### [Consigne de l'exercice]
Poursuivez, s'il vous plaît, le billet ci-dessous sur l'affaire Wikileaks à partir de sa dernière phrase.

Wikileaks, sed leaks
Le sujet de la semaine, c’est bien évidemment l’affaire Wikileaks, les révélations (pas si) fracassantes livrées sur le site maintenu par Julien Assange. Au-delà du bien et du mal, cette histoire de notes diplomatiques révélées à la presse m’inspire quelques réflexions nocturnes.
Le syndrome des crottes de dinosaure
Imaginez que vous êtes un homme préhistorique contemporain des dinosaures (ce qui n’a pas été le cas). Ramassez deux crottes de dinosaure toutes fraîches. Aucun intérêt. Projetez-vous maintenant en 2010, et soulevez ces deux mêmes crottes, conservées dans je ne sais quelle gangue de glace ou bien fossilisées. Vous détenez un trésor, un témoignage sur l’ADN de nos lointains ancêtres, peut-être même en déduiriez-vous de remarquables perspectives sur la marche de ces grands sauriens. C’est à peu près la même chose qui se passe avec ces notes diplomatiques. Les avis des uns et des autres sur l’appareil digestif de Nestor Kirchner, qui s’en soucie? Dans 10000 ans, peut-être, nos descendants en tireront-ils quelque chose sur les moeurs alimentaires des dirigeants du continent sud-américain.

### [Lignes enregistrées]
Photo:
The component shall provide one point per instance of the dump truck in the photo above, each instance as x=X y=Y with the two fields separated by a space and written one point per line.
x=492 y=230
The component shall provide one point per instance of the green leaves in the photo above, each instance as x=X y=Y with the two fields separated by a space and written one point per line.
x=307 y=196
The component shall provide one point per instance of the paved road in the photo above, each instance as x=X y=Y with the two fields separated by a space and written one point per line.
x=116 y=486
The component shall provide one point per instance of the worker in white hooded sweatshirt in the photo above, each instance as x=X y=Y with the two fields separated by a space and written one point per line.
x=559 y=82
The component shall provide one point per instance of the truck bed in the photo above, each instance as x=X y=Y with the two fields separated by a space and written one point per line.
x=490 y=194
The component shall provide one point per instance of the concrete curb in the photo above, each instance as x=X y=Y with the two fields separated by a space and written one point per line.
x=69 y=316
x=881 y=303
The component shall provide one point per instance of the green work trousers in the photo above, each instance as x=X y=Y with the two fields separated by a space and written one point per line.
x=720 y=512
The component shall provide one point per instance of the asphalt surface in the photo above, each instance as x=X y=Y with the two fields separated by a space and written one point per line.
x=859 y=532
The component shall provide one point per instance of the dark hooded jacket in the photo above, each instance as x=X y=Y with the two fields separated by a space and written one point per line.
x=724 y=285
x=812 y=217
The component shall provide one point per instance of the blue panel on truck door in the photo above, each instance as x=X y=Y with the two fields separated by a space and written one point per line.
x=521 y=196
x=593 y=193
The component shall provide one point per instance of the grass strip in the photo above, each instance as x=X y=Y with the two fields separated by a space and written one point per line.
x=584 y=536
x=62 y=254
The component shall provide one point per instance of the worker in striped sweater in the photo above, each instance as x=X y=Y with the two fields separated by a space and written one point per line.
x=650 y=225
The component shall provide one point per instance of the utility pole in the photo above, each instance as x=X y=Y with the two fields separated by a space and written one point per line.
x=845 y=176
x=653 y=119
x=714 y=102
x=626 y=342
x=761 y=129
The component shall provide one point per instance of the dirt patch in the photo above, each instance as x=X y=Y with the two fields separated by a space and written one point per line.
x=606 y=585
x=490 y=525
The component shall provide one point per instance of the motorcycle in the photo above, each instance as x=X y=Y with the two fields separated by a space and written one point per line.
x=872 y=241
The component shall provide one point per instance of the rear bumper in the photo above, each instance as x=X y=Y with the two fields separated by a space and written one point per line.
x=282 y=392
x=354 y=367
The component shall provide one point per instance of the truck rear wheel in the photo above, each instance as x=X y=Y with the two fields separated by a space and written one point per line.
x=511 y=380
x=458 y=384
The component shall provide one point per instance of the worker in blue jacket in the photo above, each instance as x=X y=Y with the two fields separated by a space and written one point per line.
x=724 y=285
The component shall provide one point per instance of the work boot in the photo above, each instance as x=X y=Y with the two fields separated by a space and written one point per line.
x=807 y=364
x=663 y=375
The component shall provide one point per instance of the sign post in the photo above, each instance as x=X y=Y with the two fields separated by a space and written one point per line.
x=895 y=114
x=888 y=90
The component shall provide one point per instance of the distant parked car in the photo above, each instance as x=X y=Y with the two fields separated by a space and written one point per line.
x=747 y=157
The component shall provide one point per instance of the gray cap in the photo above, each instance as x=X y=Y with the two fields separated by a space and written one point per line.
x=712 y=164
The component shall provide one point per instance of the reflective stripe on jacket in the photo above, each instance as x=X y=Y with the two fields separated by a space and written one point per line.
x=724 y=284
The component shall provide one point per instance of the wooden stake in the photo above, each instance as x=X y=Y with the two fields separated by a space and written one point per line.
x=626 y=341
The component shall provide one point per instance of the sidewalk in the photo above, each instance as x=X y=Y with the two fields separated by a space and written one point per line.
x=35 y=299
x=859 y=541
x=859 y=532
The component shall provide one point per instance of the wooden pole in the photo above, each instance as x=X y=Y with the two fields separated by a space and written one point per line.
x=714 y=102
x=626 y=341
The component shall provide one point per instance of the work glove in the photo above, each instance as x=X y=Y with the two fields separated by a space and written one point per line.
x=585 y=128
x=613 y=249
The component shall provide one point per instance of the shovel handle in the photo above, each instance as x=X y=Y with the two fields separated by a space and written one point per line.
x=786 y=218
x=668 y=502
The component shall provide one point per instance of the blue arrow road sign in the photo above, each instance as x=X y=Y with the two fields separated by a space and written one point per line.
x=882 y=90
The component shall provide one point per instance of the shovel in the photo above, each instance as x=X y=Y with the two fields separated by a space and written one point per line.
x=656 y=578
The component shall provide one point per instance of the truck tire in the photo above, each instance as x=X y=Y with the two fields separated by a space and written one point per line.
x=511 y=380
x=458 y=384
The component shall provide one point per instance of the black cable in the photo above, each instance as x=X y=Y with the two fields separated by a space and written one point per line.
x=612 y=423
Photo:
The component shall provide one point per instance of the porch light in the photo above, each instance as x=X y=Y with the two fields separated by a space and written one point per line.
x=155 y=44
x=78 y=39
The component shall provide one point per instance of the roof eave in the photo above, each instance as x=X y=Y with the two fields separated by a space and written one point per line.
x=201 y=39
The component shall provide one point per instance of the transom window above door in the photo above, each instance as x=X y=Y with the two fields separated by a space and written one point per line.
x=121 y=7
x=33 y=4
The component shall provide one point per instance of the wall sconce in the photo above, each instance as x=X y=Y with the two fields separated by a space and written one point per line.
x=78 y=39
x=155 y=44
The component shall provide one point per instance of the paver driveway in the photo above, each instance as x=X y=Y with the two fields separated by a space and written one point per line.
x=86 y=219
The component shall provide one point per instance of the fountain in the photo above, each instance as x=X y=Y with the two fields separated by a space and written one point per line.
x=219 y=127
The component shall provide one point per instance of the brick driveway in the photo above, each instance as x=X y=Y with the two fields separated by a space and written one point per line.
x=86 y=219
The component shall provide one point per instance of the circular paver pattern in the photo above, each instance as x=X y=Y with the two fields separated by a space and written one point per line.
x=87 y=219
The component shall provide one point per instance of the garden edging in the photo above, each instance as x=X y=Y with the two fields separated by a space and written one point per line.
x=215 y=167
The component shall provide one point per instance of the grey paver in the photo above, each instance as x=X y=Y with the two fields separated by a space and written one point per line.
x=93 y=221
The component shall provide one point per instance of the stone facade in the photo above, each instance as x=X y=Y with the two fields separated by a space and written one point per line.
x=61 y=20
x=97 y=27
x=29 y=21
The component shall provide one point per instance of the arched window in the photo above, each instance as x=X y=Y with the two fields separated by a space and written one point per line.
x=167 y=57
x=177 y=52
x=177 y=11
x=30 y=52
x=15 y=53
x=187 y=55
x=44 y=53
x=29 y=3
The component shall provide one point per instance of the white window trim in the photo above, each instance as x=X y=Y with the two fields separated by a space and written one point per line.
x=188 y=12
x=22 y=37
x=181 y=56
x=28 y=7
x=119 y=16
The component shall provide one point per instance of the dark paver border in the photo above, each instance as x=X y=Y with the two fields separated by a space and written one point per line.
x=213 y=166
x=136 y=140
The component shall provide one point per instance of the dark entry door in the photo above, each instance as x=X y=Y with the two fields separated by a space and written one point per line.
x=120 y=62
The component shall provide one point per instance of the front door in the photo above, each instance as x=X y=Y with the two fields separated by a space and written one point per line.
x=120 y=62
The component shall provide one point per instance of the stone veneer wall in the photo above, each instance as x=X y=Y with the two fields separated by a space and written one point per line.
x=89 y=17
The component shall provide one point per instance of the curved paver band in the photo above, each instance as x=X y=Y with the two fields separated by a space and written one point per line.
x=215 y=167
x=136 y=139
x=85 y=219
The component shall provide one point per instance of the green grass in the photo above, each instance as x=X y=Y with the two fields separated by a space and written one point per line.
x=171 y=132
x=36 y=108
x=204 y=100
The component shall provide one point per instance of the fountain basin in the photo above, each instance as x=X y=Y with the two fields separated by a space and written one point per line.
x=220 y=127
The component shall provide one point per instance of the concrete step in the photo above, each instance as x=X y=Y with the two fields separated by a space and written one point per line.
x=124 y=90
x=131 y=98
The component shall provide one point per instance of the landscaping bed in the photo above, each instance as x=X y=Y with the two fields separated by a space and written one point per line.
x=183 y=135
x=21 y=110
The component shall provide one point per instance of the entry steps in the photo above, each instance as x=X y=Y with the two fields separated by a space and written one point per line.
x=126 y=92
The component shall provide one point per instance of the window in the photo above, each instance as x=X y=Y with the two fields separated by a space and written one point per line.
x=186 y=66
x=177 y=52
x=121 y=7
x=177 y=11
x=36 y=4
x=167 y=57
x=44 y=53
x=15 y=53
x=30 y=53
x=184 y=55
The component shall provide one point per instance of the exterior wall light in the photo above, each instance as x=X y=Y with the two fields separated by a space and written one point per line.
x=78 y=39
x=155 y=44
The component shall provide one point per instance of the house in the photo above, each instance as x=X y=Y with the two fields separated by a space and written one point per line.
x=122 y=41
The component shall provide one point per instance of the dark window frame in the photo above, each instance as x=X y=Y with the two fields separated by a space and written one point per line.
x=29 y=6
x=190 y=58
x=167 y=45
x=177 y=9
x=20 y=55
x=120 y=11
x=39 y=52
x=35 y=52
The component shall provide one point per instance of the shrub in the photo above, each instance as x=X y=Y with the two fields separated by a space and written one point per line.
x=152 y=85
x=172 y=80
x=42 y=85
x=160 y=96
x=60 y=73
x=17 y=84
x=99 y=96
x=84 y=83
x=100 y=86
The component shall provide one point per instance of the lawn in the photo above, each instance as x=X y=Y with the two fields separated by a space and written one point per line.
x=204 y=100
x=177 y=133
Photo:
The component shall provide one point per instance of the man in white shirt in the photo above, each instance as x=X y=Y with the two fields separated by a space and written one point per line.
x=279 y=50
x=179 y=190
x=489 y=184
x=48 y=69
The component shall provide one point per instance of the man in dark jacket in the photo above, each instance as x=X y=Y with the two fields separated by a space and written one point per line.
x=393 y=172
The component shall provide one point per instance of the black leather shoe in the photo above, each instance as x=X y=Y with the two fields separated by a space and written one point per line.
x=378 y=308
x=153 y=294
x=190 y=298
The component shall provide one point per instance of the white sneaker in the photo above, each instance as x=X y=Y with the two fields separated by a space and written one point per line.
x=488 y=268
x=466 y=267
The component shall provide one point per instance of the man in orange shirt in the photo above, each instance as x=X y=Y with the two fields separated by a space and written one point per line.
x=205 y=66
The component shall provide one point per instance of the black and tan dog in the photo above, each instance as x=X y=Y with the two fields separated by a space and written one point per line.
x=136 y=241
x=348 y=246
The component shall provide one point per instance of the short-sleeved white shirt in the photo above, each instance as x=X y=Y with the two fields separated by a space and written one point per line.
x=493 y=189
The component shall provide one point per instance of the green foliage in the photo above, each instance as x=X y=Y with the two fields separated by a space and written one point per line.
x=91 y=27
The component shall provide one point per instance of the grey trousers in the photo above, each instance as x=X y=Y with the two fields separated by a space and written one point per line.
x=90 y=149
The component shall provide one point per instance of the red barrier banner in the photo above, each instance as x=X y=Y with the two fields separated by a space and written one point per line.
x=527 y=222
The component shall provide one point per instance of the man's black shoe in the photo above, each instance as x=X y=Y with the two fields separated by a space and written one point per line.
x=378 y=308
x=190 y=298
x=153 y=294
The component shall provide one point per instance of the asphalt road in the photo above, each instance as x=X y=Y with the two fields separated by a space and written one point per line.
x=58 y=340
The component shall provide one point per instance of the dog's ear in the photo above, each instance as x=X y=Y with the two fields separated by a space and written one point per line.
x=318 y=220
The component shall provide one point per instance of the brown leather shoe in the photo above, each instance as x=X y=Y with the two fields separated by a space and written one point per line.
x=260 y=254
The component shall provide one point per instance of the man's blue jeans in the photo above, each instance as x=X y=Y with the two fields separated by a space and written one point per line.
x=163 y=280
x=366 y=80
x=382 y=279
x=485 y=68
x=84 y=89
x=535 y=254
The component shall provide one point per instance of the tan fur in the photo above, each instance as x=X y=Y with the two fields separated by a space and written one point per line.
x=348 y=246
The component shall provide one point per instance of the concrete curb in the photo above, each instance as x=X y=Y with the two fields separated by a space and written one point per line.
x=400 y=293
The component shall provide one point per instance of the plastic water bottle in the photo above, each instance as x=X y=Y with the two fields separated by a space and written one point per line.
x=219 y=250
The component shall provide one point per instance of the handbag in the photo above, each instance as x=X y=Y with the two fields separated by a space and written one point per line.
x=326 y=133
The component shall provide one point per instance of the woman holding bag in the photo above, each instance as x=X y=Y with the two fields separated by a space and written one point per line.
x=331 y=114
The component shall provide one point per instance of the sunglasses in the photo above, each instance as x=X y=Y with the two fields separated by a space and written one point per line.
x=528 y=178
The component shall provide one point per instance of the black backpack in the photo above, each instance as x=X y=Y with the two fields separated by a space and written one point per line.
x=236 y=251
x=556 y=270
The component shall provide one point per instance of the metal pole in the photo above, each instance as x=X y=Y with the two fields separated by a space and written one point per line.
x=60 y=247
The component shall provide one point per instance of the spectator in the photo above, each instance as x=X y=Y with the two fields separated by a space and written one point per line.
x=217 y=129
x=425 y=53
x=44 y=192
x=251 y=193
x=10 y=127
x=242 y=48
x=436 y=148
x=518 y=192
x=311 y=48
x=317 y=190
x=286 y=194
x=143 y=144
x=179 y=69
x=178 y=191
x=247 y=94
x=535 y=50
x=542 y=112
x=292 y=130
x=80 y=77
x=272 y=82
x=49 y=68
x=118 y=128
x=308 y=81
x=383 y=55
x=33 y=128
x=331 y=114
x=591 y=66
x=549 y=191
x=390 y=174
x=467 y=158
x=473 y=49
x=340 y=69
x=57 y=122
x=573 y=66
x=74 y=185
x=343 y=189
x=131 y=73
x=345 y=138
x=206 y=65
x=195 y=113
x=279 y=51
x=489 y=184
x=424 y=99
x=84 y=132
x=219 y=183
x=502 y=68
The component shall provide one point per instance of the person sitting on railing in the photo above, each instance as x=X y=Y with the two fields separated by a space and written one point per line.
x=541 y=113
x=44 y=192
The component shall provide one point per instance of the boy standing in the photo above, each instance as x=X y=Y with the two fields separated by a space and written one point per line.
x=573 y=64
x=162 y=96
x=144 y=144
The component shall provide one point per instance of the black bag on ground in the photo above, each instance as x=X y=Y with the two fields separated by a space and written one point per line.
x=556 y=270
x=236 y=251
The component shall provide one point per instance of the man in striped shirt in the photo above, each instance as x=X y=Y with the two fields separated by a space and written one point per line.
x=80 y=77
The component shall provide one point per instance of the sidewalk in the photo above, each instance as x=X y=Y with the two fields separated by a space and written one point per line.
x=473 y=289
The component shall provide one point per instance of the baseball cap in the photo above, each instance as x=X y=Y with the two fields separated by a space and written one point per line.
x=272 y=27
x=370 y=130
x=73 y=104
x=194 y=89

### [Réponse de l'exercice]
Le goût du secret, le culte de la personnalité
La démocratie a cela de commun avec les autres formes de pouvoir, qu’elle attache une importance capitale au secret. Mais de quels secrets s’agit-il? Parle-t-on de rétro-commissions, de financements occultes, d’assassinats ciblés? Pas le moins du monde, on y parle de petits arrangements entre états plus ou moins démocratiques, arrangements censés ne pas être divulgués au grand public, pour ne pas entamer le capital sympathie d’une poignée de dirigeants et de leurs administrations. La société du spectacle ne permet qu’un seul type de spectacle, finalement, et ne laisse guère de place aux intrigues révélées. C’est assez pathétique au final.
Mais qui se soucie des signaux faibles?
Le point le plus important, dans cette affaire, c’est d’identifier l’origine des documents publiés. Julien Assange n’est pas un hacker, il ne s’est pas introduit dans des serveurs ultra sécurisés pour commettre son « crime »: on lui a tout simplement fourni ces documents. Qui est ce « on »? Des rouages du système, lassés de servir de rouage pour une mascarade politique ou diplomatique. C’est ce point là qu’il me semble crucial de décoder. Nos démocraties se sont tellement éloignées de l’idéal républicain du 19e siècle, que le système commence à se désagréger petit à petit, tels les boutons d’une vareuse qui serait trop serrée. On sait ou mènent de tels chemins: au mieux à une révolution, au pire au totalitarisme.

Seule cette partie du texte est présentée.